The reason why "character index" is tricky to use is because "character" is difficult to define. A common but typically incorrect way of approaching this is to store your string as a series of 32 bit integers, each representing a codepoint, and calling each codepoint a character. But multiple codepoints can join to together to form a grapheme, which a human might see as a single character.
If you know what you're doing here with respect to Unicode, then feel free to ignore me! But if this sounds interesting to you, I'd be happy to elaborate further. :-) In short, if you do insist on character indices, you will definitely need to do that conversion yourself.
@simark Ah interesting! Generally getting the offset in terms of characters in "the wrong thing," so I'm not sure I'd think that other folks would want it. Moreover, the output isn't actually guaranteed to be UTF-8, and in that case, it's pretty difficult to determine what exactly is a character. Certainly, ripgrep never ever never deals in character offsets. It's always byte offsets.
The reason why "character index" is tricky to use is because "character" is difficult to define. A common but typically incorrect way of approaching this is to store your string as a series of 32 bit integers, each representing a codepoint, and calling each codepoint a character. But multiple codepoints can join to together to form a grapheme, which a human might see as a single character.
If you know what you're doing here with respect to Unicode, then feel free to ignore me! But if this sounds interesting to you, I'd be happy to elaborate further. :-) In short, if you do insist on character indices, you will definitely need to do that conversion yourself.
You are right, text encoding is complex and what I am trying to do here is most likely not accurate in all scenarios. I am only considering UTF-8 for now (where the arbitrary data object has the text
field), to keep things simpler for now.
When parsing the UTF-8 string in the text
field of the arbitrary data object, node's JSON parser reads the UTF-8 encoded string in a Javascript string object. I am looking for which character in that string corresponds to the byte offset output by rg. Not sure how to do that...
@simark Yeah unfortunately I've not used Javascript for a while, so I'm not familiar with best practices there, but I'd probably start with a UTF-8 library? https://www.npmjs.com/package/utf8
The problem is that once you do JSON.parse(message_from_ripgrep)
, the strings are already converted from UTF-8 to a Javascript string. I don't think we have access to the original bytes that ripgrep byte offsets refer to. And I suppose that if I encode back the Javascript string to UTF-8, I may not get the same as the original?
You should get back the original, yes. If you're only dealing with text
, then it is guaranteed to be valid UTF-8, which means the transformation to UTF-16 (which is what I assume Javascript is using) and back to UTF-8 should be non-lossy. Because of that property, it seems like you could technically avoid the extra UTF-8 encode step and just count bytes by traversing the characters in your string, assuming you can get codepoints:
byte_offset := 0
char_offset := 0
for codepoint in javascriptString
// invariant: byte_offset is where codepoint begins in the original string
if codepoint <= 0x7F
byte_offset += 1
else if codepoint <= 0x07FF
byte_offset += 2
else if codepoint <= 0xFFFF
byte_offset += 3
else if codepoint <= 0x10FFFF
byte_offset += 4
else
throw Exception("unreachable")

# Data block
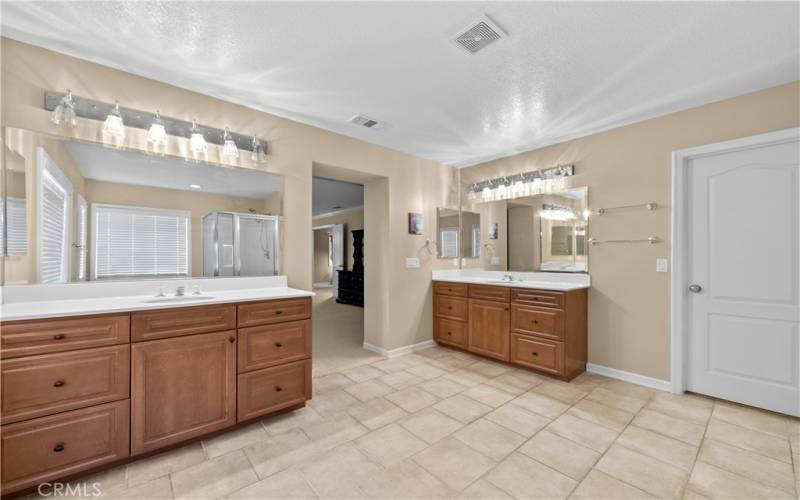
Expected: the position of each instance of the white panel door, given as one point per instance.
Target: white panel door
(744, 266)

# What the task requires
According to the thread about ripgrep offsets, what kind of offsets does ripgrep always deal in?

# Solution for this problem
Byte offsets.